MATERIAL SUPPLIED ▸
○ ○ ○
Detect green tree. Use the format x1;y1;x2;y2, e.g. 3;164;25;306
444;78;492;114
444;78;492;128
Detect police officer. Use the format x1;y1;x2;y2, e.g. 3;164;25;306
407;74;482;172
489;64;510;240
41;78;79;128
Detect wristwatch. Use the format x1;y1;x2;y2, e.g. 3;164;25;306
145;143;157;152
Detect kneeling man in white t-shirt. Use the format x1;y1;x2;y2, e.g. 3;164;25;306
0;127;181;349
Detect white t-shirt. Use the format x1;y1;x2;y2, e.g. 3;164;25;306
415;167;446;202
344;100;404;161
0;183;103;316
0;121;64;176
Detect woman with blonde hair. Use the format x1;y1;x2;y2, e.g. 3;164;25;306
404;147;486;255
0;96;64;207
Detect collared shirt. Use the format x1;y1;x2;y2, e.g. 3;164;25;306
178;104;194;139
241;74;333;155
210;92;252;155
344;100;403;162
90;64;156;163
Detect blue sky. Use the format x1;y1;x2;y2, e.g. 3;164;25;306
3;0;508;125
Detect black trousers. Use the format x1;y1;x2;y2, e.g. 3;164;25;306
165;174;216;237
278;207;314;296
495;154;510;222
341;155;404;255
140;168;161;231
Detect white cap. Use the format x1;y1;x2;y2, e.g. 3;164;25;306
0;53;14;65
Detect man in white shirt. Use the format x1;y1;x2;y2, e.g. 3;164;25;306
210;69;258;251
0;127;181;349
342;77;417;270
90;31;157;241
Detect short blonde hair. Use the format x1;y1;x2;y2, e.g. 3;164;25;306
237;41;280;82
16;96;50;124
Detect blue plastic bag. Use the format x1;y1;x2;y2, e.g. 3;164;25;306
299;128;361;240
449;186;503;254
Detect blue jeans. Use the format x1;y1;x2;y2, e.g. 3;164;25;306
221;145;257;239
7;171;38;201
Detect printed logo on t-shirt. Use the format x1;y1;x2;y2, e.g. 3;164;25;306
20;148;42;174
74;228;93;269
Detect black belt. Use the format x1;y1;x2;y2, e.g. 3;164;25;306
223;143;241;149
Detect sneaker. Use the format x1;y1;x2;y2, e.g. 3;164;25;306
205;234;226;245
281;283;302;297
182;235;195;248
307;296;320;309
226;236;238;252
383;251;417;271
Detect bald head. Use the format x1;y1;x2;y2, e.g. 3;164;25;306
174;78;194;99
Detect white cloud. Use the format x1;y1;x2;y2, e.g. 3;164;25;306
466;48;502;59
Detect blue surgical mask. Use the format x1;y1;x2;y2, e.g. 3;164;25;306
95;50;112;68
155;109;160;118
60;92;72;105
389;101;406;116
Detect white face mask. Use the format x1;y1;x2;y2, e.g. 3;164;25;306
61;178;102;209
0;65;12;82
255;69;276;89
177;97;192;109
○ ○ ○
PROBLEM DESCRIPTION ▸
Would you repeat all the material exactly as it is shown?

RESPONSE TO THIS EXERCISE ▸
Detect green tree. Use the format x1;y1;x2;y2, e.g. 3;164;25;306
444;78;492;114
444;78;492;128
Detect police officer. Use the format x1;y1;x2;y2, e.g. 3;164;25;306
407;74;482;172
489;64;510;240
41;78;79;128
Detect wristwatch. Use the format x1;y1;x2;y2, e.g. 3;164;25;306
145;143;157;152
Detect kneeling man in white t-shirt. Use the format x1;y1;x2;y2, e.g. 3;164;25;306
0;127;181;349
Detect white t-shirt. Use the format x1;y1;x2;y2, e.g. 3;164;25;306
415;167;446;202
344;100;404;161
0;183;103;316
0;121;64;176
Detect woman with blonde hair. Use the format x1;y1;x2;y2, e.g. 3;164;25;306
404;147;486;255
0;96;64;207
Detect collared shirt. Use the format x1;y1;x2;y2, e.g. 3;164;25;306
178;104;194;139
241;74;333;155
210;92;252;155
344;100;403;162
90;64;156;163
Detect blue sky. Use the format x1;y1;x2;y2, e.g. 3;164;25;306
3;0;508;125
Detect black trousers. Use the format x1;y1;x2;y2, e.g. 3;164;25;306
165;174;216;237
278;207;314;296
495;154;510;222
341;155;404;255
140;168;161;231
Detect white cap. Use the format x1;y1;x2;y2, e.g. 3;164;25;306
0;53;14;65
Detect man in white shirt. Use the format x1;y1;x2;y2, e.g. 3;164;25;306
210;69;258;251
0;127;181;349
342;77;417;270
90;31;157;241
Detect short blonde hair. Use the format x1;y1;x2;y2, e.g. 3;164;25;306
237;41;280;82
16;96;50;124
Detect blue plastic bag. Use the format x1;y1;x2;y2, e.g. 3;164;25;306
299;128;361;240
449;186;503;254
Detect blue jeans. Use the format x1;y1;x2;y2, e.g. 3;164;25;306
221;145;257;239
7;171;38;201
Detect printed logo on t-shirt. Use the format x1;y1;x2;y2, e.g. 3;164;25;306
20;148;42;174
74;228;93;269
Detect black belt. Use the format x1;y1;x2;y2, e.g. 3;164;25;306
223;143;241;149
Detect sneaker. Use the format x1;y1;x2;y2, e.g. 3;164;25;306
205;234;226;245
281;283;302;297
182;235;195;248
307;296;320;309
226;236;238;252
383;251;417;271
Detect bald head. Use the format x1;y1;x2;y2, e.g. 3;164;25;306
174;78;194;99
Detect white cloud. Use the format x1;y1;x2;y2, e.g. 3;164;25;306
466;48;502;59
Detect blue surgical mask. Use the format x1;y1;x2;y2, e.g. 3;164;25;306
95;50;112;68
155;109;160;118
60;92;72;105
389;101;406;116
Detect white face mask. Use the format x1;y1;x2;y2, e.g. 3;164;25;306
61;178;102;209
0;65;12;82
255;69;276;89
177;97;192;109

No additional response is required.